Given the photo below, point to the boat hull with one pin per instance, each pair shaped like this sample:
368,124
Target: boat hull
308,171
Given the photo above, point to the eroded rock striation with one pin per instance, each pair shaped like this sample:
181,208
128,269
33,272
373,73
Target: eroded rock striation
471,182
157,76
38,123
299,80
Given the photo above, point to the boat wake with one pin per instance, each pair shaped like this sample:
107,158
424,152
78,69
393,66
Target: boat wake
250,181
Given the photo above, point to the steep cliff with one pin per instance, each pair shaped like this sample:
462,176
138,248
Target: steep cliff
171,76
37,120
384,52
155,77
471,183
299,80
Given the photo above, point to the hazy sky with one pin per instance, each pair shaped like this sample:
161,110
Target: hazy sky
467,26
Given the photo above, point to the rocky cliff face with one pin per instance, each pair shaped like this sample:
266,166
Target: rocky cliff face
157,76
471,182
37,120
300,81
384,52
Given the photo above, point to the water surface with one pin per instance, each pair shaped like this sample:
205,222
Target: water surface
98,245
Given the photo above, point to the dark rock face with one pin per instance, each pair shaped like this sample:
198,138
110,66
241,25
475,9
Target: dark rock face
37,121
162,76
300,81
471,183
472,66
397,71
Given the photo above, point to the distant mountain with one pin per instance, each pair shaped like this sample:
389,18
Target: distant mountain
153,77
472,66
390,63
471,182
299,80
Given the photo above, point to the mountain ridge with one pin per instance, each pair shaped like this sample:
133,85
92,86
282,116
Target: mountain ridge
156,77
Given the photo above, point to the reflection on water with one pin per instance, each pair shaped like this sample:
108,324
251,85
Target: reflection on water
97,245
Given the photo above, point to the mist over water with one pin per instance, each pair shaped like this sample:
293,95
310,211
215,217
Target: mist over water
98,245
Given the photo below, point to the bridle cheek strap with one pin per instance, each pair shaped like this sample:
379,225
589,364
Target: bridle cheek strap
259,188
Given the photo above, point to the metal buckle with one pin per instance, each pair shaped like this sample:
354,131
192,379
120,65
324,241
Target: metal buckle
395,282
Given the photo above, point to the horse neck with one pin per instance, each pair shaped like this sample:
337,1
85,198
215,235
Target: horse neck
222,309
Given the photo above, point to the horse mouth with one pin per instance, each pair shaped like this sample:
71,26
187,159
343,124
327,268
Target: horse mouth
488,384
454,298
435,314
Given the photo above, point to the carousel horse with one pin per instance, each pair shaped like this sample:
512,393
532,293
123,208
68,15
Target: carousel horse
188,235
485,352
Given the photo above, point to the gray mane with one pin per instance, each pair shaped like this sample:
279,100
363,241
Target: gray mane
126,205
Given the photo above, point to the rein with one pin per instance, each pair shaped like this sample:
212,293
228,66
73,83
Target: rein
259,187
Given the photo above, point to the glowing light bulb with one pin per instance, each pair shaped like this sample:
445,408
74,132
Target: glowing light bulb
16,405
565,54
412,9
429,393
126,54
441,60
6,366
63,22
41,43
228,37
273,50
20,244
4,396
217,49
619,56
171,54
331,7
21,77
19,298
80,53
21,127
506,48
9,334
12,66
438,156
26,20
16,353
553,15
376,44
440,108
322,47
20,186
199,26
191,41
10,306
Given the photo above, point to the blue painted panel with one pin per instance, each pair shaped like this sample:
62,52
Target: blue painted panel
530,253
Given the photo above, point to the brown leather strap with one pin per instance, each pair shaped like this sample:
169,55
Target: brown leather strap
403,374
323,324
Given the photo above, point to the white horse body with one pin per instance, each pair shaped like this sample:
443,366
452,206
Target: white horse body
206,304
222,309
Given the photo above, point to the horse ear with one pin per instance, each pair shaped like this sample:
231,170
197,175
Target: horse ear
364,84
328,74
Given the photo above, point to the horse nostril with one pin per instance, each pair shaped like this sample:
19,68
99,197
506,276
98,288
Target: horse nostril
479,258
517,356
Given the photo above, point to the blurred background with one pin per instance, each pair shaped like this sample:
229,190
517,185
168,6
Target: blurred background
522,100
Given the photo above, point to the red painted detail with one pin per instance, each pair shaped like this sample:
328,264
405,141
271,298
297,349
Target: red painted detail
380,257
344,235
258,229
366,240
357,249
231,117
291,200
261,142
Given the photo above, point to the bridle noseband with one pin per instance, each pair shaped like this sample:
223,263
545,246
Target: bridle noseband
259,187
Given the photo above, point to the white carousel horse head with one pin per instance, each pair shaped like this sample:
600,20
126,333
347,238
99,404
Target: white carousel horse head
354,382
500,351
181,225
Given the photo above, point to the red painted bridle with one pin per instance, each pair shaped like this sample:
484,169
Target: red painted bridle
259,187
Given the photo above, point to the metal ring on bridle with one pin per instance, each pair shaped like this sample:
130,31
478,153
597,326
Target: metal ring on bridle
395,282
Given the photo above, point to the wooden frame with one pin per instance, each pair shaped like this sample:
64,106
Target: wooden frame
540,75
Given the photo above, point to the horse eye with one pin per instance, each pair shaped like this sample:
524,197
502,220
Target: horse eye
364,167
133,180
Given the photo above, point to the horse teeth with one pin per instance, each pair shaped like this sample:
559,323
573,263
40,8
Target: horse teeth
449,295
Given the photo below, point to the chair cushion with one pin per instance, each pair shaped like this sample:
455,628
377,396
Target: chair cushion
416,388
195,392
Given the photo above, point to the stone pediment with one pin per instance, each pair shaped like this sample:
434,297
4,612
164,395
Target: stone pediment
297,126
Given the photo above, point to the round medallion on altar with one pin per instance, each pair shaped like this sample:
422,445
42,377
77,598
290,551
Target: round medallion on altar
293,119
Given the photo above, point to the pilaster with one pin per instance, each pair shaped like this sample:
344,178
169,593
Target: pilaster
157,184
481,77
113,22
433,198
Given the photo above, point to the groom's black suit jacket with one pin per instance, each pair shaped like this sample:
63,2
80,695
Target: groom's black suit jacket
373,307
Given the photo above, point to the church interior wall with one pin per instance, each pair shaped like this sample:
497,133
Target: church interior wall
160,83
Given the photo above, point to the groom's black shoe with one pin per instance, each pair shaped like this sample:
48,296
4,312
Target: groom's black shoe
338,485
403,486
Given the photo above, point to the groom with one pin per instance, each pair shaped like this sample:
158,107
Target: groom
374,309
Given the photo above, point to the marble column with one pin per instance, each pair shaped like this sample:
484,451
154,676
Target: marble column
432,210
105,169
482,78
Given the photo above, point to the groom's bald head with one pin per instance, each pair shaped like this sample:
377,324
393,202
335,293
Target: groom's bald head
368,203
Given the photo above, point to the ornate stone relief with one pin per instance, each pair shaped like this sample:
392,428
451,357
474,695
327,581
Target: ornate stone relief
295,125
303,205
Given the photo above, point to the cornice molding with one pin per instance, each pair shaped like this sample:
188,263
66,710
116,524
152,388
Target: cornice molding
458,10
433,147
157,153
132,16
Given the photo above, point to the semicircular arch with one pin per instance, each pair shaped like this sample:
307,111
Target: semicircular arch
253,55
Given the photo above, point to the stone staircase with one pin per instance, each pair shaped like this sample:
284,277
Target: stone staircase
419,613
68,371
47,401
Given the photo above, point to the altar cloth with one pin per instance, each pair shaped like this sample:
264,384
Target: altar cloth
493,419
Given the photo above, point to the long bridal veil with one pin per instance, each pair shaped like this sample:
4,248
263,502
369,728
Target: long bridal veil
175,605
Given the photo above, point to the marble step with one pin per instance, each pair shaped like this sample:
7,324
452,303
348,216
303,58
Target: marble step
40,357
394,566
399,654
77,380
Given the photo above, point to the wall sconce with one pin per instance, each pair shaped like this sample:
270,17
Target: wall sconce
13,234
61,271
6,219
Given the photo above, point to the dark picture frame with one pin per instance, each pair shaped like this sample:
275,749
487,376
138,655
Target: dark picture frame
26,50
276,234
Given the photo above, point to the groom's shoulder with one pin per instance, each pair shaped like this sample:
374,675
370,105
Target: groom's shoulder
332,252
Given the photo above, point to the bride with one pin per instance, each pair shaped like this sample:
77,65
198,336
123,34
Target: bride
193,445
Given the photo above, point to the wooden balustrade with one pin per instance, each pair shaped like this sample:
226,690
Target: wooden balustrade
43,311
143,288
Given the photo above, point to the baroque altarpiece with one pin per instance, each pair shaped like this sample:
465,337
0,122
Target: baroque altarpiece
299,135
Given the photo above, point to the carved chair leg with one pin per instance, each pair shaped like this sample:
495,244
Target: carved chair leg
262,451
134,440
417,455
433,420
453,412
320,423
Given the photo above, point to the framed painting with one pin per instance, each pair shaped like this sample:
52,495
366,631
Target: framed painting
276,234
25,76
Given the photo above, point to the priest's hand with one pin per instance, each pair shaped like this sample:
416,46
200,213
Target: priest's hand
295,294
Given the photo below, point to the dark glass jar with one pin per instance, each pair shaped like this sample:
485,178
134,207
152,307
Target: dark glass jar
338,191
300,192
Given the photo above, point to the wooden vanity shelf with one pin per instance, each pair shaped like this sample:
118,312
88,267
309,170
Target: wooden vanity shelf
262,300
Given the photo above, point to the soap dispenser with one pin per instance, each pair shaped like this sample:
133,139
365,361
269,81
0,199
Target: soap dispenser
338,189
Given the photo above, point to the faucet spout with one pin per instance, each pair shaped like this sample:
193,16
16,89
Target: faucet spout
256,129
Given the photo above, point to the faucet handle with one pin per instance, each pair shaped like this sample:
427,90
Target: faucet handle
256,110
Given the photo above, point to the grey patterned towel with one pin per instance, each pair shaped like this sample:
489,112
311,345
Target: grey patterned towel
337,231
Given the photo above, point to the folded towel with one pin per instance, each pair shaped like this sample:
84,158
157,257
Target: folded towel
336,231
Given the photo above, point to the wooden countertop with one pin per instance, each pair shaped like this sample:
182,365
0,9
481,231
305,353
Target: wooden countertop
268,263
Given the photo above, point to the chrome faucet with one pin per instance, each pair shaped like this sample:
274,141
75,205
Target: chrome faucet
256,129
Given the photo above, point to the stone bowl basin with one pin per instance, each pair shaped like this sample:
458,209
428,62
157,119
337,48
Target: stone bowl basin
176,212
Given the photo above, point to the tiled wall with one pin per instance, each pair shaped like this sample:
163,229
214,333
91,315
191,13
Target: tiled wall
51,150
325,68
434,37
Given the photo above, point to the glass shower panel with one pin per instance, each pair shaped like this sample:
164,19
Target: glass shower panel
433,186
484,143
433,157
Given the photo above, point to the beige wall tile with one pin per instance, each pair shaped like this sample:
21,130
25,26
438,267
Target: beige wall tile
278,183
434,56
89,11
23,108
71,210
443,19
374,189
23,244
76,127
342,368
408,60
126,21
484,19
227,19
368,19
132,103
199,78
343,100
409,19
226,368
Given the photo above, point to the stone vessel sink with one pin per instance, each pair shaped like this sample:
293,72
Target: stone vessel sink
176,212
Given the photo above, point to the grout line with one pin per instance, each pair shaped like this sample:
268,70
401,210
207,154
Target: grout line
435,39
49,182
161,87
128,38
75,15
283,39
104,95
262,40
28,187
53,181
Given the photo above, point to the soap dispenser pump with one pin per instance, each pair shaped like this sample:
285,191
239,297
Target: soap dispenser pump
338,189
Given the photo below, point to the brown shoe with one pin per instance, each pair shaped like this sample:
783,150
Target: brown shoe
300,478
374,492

### [STATED GOAL]
Write out, word for word, every line from the one containing "Given the photo above, point to the stone bowl" through the last line of the records above.

### [RESPONSE BELOW]
Given the photo above, point to the stone bowl basin with one pin per instance, each pair shaped like this sample:
458,209
428,62
157,119
337,48
Target: stone bowl basin
176,212
Given the photo above, point to the tiled wall with one pin per instance, each pair shaped like this sample:
163,229
214,333
91,315
191,13
Target: tiled wall
51,150
325,68
434,37
Given the photo above, point to the glass shower panel with one pin per instance, each pair shaped like this sample:
164,19
Target: glass shower panel
433,186
484,143
433,157
Given the photo above, point to the beige wall tile with one pin per instance, each pair shaped like this sample:
21,130
25,26
438,267
Target: beige wall tile
278,183
434,56
89,11
23,108
71,210
443,19
374,189
23,244
76,127
342,368
408,60
126,21
484,19
227,19
368,19
132,103
199,78
343,100
409,19
226,368
Given the photo above, point to the stone vessel sink with one pin per instance, each pair shaped like this sample:
293,72
Target: stone vessel sink
176,212
Given the photo above, point to the grout line with one pin per instance, each pair shaped like this sample:
268,70
401,210
207,154
Target: grout line
435,39
49,182
161,87
128,38
75,15
283,39
104,95
262,40
28,187
53,181
Given the photo above, point to the soap dispenser pump with one pin per instance, each pair shaped like this sample:
285,191
239,297
Target: soap dispenser pump
338,189
Given the photo below, point to the brown shoe with one pin per instance, each pair shaped like this sample:
783,150
Target: brown shoe
300,478
374,492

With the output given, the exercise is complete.